(Records excerpted from a collection)
+++++

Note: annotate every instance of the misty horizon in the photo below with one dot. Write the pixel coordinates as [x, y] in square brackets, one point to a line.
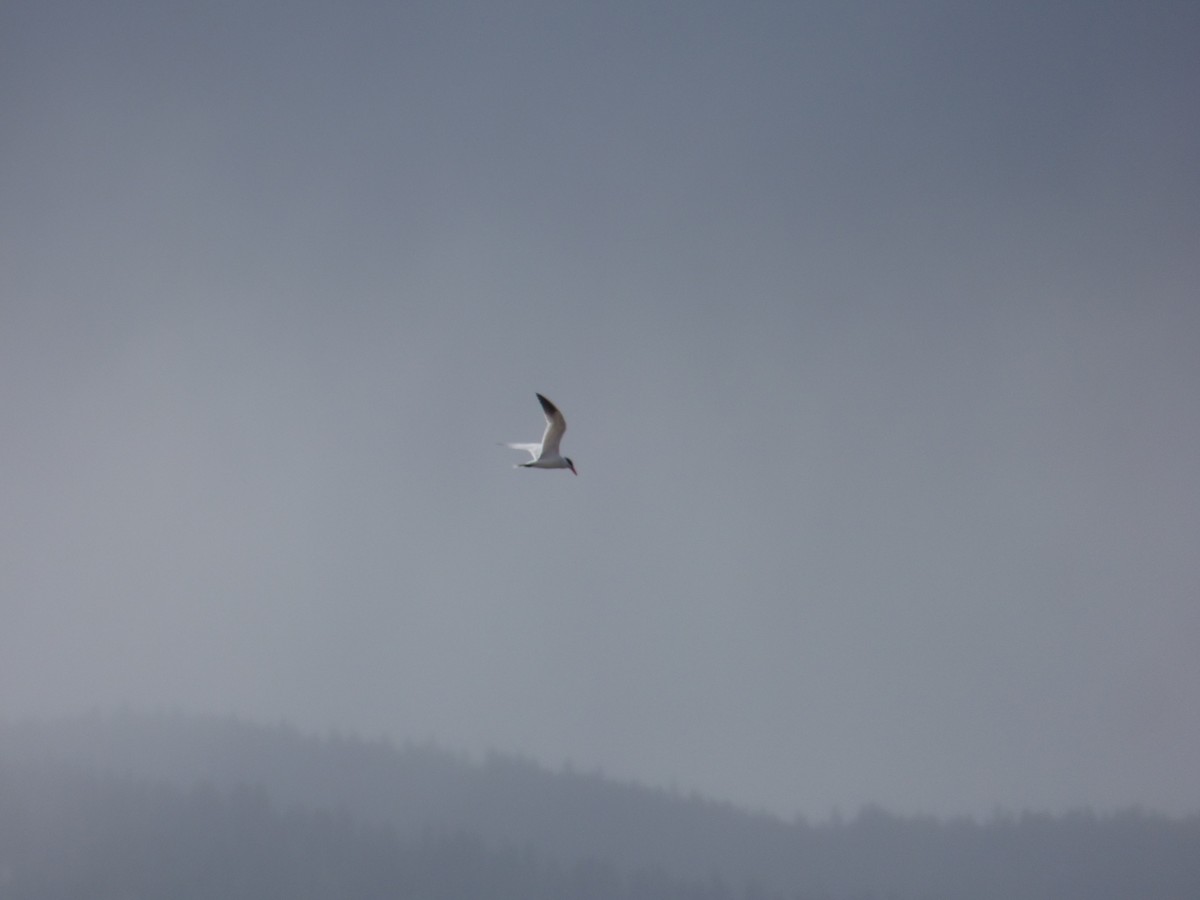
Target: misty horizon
[875, 328]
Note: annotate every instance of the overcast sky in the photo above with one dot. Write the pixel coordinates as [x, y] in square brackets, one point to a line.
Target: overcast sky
[876, 327]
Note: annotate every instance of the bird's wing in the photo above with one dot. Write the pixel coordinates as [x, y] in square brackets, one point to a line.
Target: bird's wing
[556, 425]
[533, 449]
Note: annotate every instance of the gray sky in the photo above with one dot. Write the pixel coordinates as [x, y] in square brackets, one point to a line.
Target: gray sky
[876, 327]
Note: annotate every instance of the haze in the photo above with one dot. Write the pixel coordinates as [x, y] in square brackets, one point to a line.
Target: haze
[875, 327]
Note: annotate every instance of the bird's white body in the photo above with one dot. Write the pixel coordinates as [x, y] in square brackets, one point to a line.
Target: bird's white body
[546, 455]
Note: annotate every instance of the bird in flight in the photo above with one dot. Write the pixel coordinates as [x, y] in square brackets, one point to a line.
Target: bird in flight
[545, 455]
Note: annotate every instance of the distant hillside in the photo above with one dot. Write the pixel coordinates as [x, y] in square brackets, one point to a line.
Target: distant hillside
[573, 820]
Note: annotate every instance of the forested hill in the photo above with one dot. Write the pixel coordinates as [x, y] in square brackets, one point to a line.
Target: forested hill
[280, 807]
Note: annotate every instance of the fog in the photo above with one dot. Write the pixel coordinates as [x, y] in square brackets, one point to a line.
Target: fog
[875, 327]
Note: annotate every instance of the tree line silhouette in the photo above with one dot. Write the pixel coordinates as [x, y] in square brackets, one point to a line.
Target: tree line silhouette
[169, 805]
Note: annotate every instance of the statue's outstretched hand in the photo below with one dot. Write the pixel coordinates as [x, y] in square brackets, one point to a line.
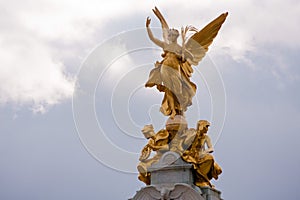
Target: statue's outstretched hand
[148, 22]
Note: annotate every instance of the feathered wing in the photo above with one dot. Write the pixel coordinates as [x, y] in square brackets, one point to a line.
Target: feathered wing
[199, 42]
[164, 24]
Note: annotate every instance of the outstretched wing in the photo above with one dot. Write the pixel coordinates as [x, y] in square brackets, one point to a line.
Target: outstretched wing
[199, 42]
[164, 24]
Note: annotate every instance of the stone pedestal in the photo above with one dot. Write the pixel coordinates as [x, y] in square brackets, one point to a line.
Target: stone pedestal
[172, 179]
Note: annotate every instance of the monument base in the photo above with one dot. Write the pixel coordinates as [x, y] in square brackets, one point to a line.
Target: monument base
[172, 179]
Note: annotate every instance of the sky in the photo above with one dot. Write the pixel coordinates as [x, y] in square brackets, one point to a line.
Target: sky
[72, 101]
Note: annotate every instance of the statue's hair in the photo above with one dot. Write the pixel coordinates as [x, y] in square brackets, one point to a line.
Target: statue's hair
[201, 124]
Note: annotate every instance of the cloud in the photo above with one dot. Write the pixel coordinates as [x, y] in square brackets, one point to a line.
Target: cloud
[39, 40]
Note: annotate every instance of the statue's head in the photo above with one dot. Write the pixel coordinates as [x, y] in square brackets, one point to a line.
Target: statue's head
[148, 131]
[202, 126]
[173, 35]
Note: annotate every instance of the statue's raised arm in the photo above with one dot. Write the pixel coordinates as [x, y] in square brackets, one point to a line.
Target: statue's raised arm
[172, 74]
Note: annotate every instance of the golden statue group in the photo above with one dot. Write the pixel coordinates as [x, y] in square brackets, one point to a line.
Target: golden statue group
[172, 77]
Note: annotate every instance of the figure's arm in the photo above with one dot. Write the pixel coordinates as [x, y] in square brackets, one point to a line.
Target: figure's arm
[150, 34]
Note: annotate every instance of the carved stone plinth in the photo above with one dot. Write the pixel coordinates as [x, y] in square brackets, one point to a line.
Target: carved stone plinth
[172, 179]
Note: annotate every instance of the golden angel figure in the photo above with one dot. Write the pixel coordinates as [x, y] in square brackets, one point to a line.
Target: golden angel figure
[172, 74]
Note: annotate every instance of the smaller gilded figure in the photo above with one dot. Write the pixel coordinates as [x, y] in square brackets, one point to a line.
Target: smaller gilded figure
[156, 142]
[199, 154]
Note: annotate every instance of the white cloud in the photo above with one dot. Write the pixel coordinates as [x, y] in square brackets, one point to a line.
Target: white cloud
[32, 33]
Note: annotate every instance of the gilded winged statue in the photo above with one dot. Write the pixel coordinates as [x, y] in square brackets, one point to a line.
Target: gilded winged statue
[172, 74]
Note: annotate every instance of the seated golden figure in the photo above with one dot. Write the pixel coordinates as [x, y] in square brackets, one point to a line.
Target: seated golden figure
[156, 142]
[199, 154]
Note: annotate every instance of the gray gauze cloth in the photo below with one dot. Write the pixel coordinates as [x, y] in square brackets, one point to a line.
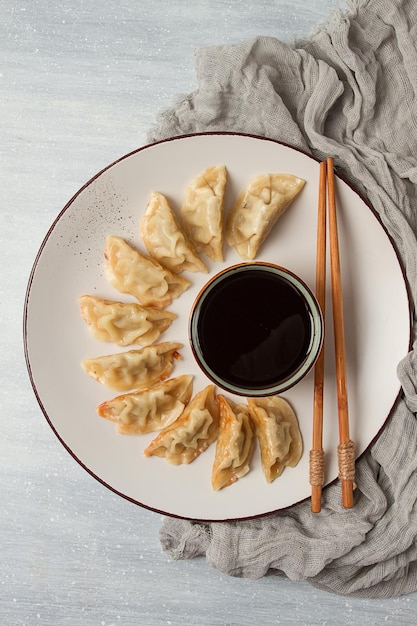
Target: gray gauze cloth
[349, 92]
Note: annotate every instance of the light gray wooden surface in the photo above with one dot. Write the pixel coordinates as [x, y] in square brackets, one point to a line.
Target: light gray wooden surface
[82, 82]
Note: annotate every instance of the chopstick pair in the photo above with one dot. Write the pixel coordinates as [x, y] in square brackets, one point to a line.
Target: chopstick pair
[346, 448]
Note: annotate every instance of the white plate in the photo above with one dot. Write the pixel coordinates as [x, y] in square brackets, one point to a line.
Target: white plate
[70, 263]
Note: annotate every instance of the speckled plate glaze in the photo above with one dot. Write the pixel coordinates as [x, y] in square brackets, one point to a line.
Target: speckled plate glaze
[70, 263]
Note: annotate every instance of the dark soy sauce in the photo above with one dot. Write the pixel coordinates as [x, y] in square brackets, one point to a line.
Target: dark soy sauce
[254, 329]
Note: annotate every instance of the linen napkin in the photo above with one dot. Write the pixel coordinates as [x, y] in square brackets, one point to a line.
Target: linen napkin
[349, 92]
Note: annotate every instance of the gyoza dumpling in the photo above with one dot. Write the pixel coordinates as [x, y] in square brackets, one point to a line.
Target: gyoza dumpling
[192, 433]
[257, 208]
[135, 369]
[124, 323]
[164, 238]
[234, 445]
[203, 210]
[279, 436]
[152, 409]
[136, 274]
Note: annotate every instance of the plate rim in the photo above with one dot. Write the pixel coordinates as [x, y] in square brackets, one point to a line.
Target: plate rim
[45, 240]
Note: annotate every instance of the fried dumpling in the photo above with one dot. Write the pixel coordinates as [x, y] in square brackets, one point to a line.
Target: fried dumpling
[257, 208]
[164, 238]
[192, 433]
[234, 446]
[202, 211]
[124, 323]
[135, 369]
[151, 409]
[141, 276]
[278, 433]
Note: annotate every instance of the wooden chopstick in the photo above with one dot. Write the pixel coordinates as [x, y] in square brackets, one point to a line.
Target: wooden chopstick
[346, 448]
[317, 453]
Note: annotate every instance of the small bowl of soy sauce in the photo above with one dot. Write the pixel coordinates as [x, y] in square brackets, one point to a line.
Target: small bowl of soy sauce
[256, 329]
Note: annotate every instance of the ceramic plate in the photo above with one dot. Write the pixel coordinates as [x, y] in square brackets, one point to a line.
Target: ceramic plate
[70, 263]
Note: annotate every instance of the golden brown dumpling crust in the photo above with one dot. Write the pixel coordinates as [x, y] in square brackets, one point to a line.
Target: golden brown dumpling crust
[203, 211]
[192, 433]
[278, 433]
[135, 369]
[257, 208]
[124, 323]
[165, 239]
[141, 276]
[234, 445]
[149, 410]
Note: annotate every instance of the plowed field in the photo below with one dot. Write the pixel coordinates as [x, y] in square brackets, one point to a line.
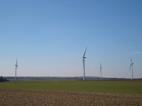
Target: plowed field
[33, 97]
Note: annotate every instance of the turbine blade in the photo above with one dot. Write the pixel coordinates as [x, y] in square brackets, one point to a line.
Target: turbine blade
[130, 67]
[131, 60]
[84, 52]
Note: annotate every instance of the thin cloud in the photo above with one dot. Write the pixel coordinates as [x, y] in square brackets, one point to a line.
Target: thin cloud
[135, 53]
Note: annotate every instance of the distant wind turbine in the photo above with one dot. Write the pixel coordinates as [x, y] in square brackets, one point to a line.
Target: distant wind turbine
[101, 71]
[131, 66]
[84, 63]
[16, 66]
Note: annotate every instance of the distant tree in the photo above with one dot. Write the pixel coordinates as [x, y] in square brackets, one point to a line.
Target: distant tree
[3, 79]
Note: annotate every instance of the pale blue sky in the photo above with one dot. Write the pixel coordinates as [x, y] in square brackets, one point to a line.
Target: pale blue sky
[49, 37]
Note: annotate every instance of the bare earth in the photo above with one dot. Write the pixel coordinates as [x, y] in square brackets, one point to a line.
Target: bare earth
[28, 97]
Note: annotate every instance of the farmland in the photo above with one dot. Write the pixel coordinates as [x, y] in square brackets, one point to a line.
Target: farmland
[70, 92]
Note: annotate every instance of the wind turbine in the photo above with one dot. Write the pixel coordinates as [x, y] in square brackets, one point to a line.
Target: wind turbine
[101, 70]
[84, 64]
[16, 66]
[131, 65]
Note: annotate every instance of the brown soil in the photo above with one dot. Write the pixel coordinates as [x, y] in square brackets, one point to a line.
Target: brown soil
[29, 97]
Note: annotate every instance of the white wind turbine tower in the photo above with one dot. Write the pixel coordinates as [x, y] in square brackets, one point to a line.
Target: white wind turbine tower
[84, 64]
[131, 65]
[101, 70]
[16, 66]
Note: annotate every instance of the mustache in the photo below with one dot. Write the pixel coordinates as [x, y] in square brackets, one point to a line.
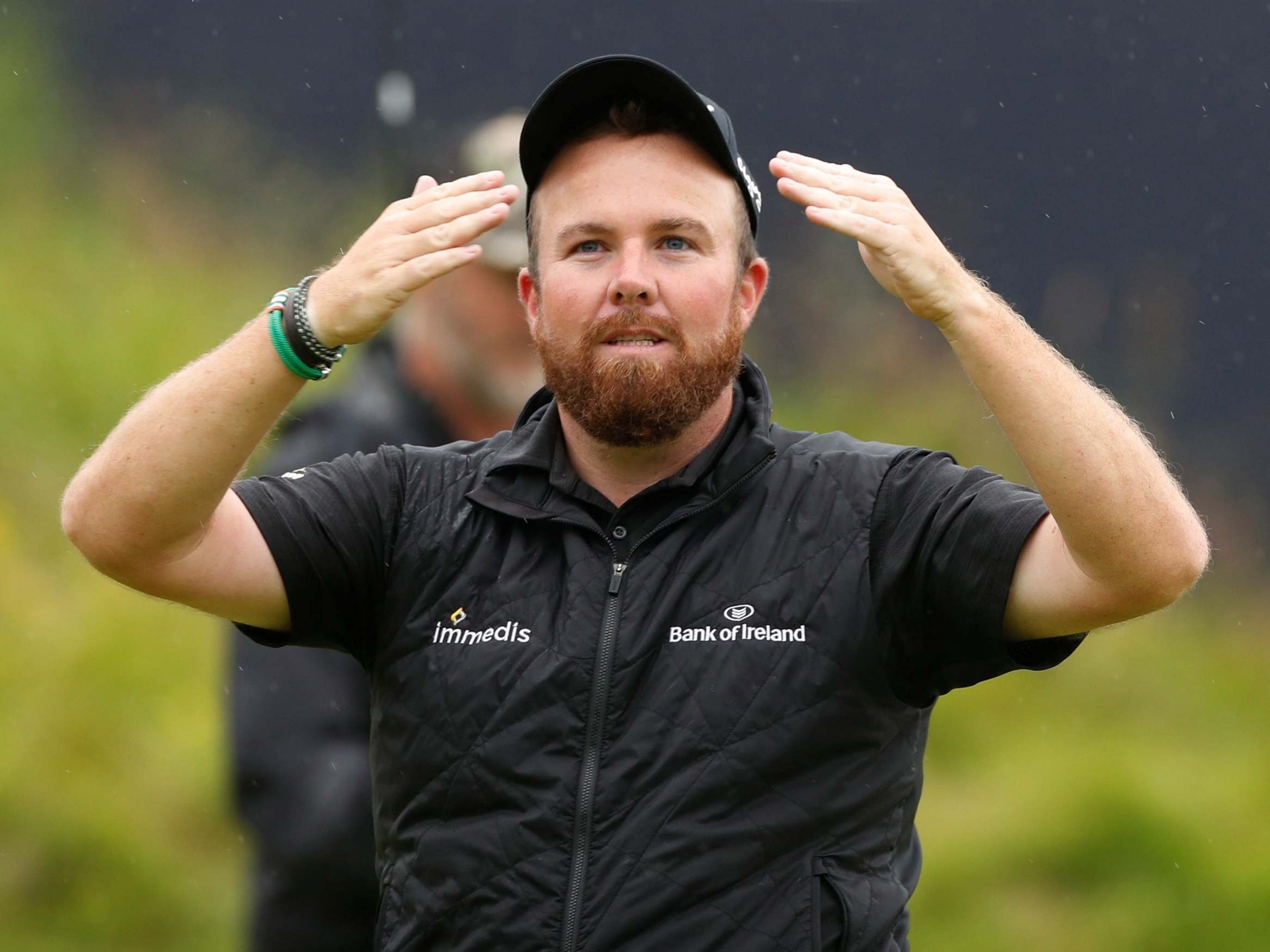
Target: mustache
[629, 318]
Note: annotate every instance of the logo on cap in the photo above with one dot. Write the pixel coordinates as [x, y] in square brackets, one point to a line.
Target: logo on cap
[750, 185]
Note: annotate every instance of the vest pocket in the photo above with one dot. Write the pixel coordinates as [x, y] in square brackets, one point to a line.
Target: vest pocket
[382, 913]
[855, 907]
[831, 917]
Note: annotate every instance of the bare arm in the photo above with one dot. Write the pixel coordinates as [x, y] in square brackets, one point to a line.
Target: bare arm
[153, 507]
[1120, 540]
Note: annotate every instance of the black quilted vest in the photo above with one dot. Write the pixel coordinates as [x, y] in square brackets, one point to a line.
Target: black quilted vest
[690, 748]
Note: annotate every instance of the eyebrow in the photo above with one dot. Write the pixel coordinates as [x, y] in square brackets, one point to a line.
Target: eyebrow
[676, 224]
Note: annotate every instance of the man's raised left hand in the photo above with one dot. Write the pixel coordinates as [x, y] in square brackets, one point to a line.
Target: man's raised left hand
[897, 245]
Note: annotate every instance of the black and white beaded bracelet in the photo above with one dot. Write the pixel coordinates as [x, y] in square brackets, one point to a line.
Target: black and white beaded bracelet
[327, 356]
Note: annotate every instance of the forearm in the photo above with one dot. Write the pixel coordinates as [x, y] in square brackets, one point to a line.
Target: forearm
[1123, 517]
[151, 488]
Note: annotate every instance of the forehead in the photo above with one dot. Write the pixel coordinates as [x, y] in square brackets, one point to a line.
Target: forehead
[619, 177]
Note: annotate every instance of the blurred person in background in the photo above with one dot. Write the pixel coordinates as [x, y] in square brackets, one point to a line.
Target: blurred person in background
[459, 365]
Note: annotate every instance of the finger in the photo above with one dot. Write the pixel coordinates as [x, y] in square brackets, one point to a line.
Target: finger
[822, 197]
[796, 158]
[456, 206]
[426, 268]
[835, 182]
[469, 183]
[451, 234]
[863, 228]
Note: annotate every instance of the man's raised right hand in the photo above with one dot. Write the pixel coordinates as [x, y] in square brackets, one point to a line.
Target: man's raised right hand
[416, 240]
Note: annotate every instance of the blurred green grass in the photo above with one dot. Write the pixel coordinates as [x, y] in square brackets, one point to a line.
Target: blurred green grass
[1116, 802]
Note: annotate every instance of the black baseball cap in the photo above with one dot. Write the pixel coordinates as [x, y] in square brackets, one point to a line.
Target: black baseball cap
[578, 97]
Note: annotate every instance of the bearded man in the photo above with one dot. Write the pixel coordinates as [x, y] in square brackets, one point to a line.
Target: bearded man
[648, 671]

+++++

§ SET TASK
Convert the lines from the one containing "Note: annotate every instance of the blurred green" through the end of the records into a two-column CSV with columns "prompt" and "answer", one row per entry. Put each field in double quotes and replace line breaks with spaces.

§ REPLY TO THE TASK
prompt,answer
"Note: annotate every instance of the blurred green grass in the photo above with one dot. Write the pixel coordinates as [x, y] in square brackets, one point to a line. Target: blurred green grass","[1116, 802]"
"Note: annotate every instance of the black baseball cap in the photo above with one dot. Write the pixel coordinates as [x, y] in square brackets, one point to a line. Target: black baseball cap","[578, 97]"
"Note: annotate every instance of the bearded man in the photo above with one dot. Write the pixel coordinates as [x, y] in square brackets, one point to a line. Target: bearded man","[648, 671]"